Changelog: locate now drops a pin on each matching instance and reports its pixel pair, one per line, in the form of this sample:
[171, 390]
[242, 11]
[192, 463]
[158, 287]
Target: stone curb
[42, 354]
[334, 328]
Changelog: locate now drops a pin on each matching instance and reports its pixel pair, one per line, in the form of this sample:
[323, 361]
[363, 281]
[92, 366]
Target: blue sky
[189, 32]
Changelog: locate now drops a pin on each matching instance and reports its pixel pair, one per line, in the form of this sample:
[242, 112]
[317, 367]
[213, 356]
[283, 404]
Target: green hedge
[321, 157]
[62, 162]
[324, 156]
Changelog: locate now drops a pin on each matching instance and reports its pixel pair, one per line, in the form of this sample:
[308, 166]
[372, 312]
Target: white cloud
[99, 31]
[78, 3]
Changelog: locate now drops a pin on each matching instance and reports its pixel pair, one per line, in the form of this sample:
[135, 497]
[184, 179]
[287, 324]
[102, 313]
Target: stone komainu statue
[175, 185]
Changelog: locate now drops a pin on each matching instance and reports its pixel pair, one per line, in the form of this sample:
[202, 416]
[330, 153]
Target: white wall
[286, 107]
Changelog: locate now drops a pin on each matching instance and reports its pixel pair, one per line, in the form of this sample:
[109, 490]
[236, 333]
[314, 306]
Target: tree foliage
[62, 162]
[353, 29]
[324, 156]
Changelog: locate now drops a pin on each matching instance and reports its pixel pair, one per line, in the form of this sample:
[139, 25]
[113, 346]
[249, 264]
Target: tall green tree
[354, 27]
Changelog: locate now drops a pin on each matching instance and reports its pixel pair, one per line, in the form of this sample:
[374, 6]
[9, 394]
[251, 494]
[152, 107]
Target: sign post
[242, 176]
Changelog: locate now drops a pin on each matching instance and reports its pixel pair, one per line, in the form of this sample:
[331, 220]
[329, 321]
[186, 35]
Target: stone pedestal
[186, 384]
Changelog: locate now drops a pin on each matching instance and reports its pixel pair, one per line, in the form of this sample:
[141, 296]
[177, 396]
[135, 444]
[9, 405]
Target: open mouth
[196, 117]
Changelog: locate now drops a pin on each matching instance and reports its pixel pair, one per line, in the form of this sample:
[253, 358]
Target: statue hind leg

**What the exercise asks**
Repeat the lines from the one containing "Target: sign post" through the end of the listing, exactly and without any other lines; both ends are included.

**Solution below**
Target: sign post
[242, 176]
Changelog: locate now drops a pin on each matching instance and reports its pixel pair, one per line, in the form of this sample:
[331, 220]
[329, 321]
[186, 35]
Target: stone pedestal
[186, 384]
Changelog: locate now drops a pin on each matching instance and reports its pixel pair, one per line, in the form of this sample:
[141, 296]
[177, 396]
[135, 444]
[9, 405]
Target: open mouth
[196, 117]
Changelog: locate now drops a pin on each matching instance and reports its pixel pair, one per line, in the form of this sample:
[253, 358]
Target: statue hind leg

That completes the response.